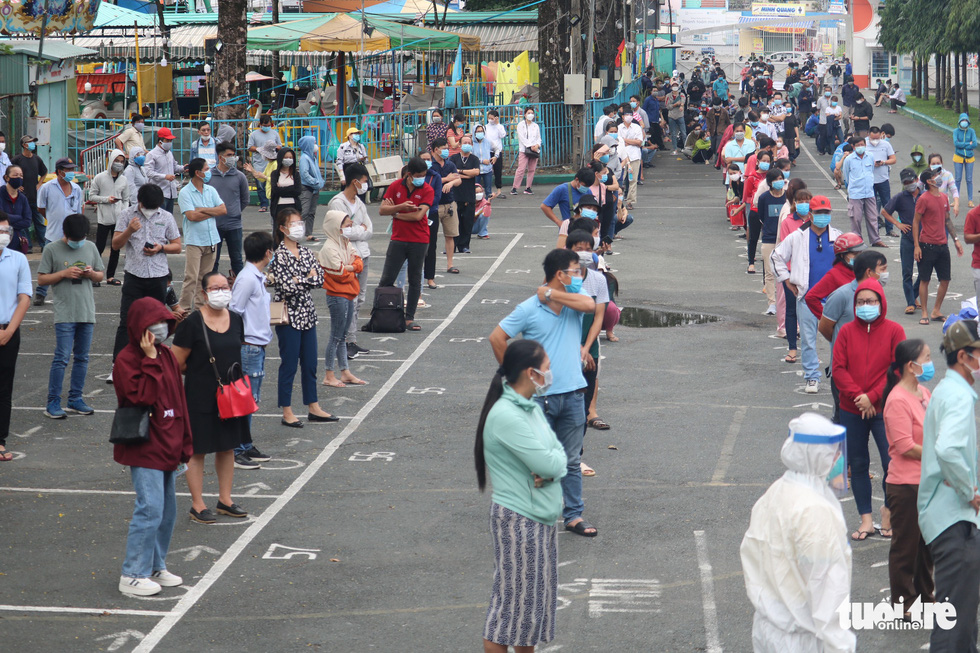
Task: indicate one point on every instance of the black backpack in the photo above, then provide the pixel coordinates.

--

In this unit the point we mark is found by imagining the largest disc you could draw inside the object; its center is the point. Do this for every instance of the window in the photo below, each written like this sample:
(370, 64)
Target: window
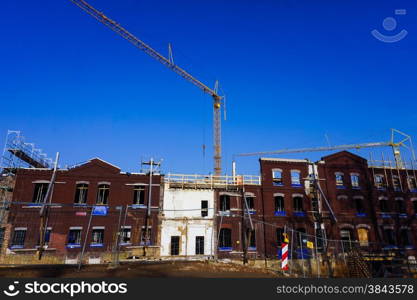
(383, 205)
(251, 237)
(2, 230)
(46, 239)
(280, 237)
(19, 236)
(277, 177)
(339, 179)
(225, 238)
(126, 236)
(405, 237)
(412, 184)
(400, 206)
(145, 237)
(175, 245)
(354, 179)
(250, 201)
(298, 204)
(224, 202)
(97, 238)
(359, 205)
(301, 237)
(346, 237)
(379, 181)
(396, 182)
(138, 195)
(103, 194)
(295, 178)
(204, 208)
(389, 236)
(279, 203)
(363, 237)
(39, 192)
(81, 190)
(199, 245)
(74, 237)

---

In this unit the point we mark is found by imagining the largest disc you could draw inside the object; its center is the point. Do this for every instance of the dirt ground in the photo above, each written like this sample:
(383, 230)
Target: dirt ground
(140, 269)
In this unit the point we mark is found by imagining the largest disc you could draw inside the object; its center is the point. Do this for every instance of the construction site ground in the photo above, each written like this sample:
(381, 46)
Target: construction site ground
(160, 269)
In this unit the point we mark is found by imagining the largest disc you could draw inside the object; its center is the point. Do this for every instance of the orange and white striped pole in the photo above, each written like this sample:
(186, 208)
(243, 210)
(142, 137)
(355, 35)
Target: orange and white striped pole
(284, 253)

## Work to complete:
Select every line of the records that contains the word "window" and copy each one out in full.

## Full response:
In this unit the point we mark is found by imagining the largest disc you could draw inside the object; its center is the point. Do this for every instance of the window in the photo below, each written like this sample:
Target: window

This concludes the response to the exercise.